* Records supplied *
- Opening Delimiter -
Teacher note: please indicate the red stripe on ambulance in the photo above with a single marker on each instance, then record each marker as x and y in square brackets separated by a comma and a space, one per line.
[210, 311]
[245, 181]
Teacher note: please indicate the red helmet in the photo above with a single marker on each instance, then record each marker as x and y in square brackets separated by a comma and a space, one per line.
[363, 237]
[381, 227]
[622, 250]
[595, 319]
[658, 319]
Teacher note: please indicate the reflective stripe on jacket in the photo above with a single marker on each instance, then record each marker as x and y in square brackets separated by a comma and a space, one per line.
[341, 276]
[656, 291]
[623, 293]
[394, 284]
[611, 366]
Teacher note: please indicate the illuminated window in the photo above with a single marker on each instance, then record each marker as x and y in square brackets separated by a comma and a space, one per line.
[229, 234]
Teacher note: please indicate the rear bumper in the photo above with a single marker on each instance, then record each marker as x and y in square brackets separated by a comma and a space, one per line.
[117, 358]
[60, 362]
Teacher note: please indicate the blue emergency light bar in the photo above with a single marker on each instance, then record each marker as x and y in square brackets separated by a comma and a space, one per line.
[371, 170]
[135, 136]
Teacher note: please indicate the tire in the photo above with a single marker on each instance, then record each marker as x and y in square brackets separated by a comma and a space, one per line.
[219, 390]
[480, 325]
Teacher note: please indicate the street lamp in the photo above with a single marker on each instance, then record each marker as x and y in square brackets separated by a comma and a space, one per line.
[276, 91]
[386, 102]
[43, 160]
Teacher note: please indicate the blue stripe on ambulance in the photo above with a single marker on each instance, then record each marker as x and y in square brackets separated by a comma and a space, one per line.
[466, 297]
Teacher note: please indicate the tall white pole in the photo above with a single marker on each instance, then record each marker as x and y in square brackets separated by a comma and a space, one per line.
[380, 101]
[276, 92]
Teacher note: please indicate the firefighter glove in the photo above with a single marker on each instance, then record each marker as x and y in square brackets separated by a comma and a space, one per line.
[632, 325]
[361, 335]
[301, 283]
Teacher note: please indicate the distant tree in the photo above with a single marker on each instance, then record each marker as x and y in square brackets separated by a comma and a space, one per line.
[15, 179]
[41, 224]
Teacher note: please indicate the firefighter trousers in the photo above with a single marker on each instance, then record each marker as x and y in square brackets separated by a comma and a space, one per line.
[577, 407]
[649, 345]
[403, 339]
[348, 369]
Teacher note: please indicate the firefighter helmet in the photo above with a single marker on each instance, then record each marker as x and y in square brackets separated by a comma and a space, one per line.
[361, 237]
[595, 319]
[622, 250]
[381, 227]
- Closing Delimiter -
* Goal of the exercise *
Transcribe the listing in full, keeping every line exact.

* Answer area *
Teacher note: please indicate the red stripe on ambulance in the photo above with a single marker on each instance, then record each marker as x and y in square brackets separated by a comma and a space, one per line.
[210, 311]
[245, 181]
Teacher note: please indicate the red helmet in the photo above with a single marker on each instance, then record each marker as x and y in square brackets separated by a comma and a space, one per line.
[363, 237]
[381, 227]
[622, 250]
[595, 319]
[658, 319]
Teacher note: please indicate the reflective stripe on jacket in the photo above with a single marker on each instance, then record each marker as x and y in square brackets separated by a comma and a space, one per line.
[341, 276]
[656, 291]
[623, 293]
[394, 284]
[611, 366]
Teacher note: please indicate the illuminated window in the photo above with a single marker on each instance, then record each marker as x and y in square brackets separated by a comma and a space, one per line.
[229, 234]
Teacher note: please indicate the rear bumper in the photo above with a single marker on each instance, then record each marker as x and y in square brackets separated by a comma and a space, one per line.
[117, 358]
[60, 362]
Teacher note: please indicate the blue emergency light bar in the photo above with a single marker on each instance, then record each marker as x and y in square brackets separated by a comma and a space, one per line.
[371, 170]
[135, 136]
Teacher note: please indicate the tire in the photo above with a single marker on each instance, then record each marker as x and y in square brackets separated by a comma and a space, one per line.
[219, 390]
[480, 325]
Teacher note: please indicate the street lamp in the photo above with a single marker on each instance, then record each marker as x and y in square brackets separated by a comma and a space, one per line.
[276, 91]
[386, 102]
[43, 160]
Teacher note: please indicate the blue stripe on ambulance in the photo above with a single marker on each instance, then record each marker as x and y in square brackets separated by a comma and a space, one per line.
[466, 297]
Teacher note: please indicate the tall white pole in the photo above with a single marker on each instance, then record each marker as x and y in square brackets separated by a comma and a space, one per line.
[380, 101]
[276, 92]
Teacher note: please indicate the firefighter glove in the photo above with a single marker on each instance, then record each marker as x and y in square brackets separated by a comma and a space, one per line.
[632, 325]
[361, 335]
[301, 283]
Teacher note: please indicate the distant tree in the photo above with a single marker on each instance, then record each marker as x and y in square brackets separated by a comma and a space, one per line.
[15, 179]
[41, 224]
Teacher note: please indicate the firefighter trousers in the photo above with a single marker on each instance, then record each marker as x and y in square brackets separated by a comma and a space, one per line.
[577, 407]
[649, 345]
[403, 339]
[348, 369]
Teacher note: please indicate the firefighter helmet in the photo above with a single marker on each instance, then record each marker as x and y in square brackets separated by a comma and a space, one per line.
[361, 237]
[595, 319]
[622, 250]
[381, 227]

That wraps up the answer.